#### Material for the task
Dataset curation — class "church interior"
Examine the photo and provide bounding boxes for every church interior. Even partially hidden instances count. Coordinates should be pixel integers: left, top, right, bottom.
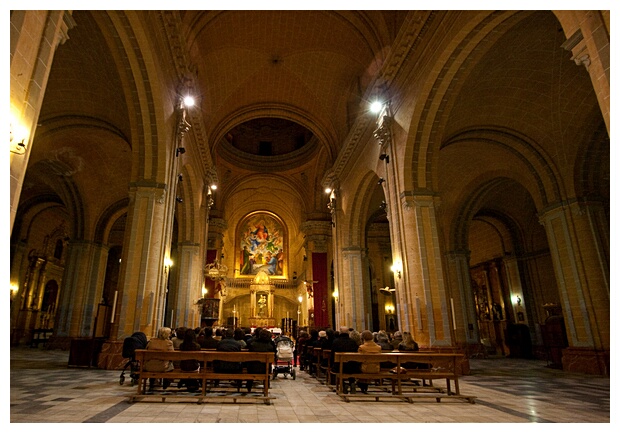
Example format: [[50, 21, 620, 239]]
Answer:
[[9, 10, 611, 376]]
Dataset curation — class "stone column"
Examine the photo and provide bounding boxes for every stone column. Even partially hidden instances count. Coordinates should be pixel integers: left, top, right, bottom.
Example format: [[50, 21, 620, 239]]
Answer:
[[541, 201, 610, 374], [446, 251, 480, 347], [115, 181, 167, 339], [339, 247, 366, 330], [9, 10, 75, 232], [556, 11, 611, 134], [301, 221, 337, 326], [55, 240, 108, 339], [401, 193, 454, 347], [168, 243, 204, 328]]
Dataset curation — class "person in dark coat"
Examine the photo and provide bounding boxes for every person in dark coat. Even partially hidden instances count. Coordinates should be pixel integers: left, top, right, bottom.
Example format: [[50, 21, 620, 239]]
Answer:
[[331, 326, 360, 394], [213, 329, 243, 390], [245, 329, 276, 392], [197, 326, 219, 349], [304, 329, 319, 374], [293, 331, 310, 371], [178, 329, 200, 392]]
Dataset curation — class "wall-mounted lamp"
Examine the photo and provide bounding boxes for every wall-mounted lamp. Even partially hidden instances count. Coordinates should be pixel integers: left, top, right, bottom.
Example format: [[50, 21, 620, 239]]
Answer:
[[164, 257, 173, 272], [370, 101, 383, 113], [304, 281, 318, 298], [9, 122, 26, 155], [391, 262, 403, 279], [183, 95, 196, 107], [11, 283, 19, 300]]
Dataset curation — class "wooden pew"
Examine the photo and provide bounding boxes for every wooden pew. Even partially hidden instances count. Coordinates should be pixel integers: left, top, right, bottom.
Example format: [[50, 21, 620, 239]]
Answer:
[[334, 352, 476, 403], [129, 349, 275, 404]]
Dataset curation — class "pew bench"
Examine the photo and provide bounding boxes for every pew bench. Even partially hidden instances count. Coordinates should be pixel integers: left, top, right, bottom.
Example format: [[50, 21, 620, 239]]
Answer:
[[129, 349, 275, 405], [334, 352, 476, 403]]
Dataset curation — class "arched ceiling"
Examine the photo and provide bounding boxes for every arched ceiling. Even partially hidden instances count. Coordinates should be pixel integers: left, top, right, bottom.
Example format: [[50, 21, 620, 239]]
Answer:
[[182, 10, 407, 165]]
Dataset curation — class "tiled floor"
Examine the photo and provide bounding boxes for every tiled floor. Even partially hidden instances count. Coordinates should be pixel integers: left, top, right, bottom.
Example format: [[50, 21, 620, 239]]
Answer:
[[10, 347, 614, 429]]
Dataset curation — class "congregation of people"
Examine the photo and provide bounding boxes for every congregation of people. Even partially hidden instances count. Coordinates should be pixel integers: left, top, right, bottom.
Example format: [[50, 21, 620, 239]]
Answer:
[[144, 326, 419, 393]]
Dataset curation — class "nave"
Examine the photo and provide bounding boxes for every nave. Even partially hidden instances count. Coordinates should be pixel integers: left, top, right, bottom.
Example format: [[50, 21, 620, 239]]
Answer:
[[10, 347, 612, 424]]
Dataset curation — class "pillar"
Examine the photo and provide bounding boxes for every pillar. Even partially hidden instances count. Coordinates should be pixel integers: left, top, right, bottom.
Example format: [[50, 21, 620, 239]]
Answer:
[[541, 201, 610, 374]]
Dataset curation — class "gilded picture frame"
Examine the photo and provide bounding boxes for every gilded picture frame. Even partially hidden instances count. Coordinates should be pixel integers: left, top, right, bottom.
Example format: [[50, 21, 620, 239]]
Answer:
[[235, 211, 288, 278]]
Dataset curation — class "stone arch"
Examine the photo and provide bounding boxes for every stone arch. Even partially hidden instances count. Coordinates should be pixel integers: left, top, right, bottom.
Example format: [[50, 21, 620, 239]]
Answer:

#### Written exercise
Which lines in the material above contain the word "interior"? Copy each one in full.

#### The response
Dataset curation — class "church interior"
Examine the photo and provide bounding boxes for every church interior. Even partially hidden instances count. Coordinates should be pixel integers: left, top, right, bottom.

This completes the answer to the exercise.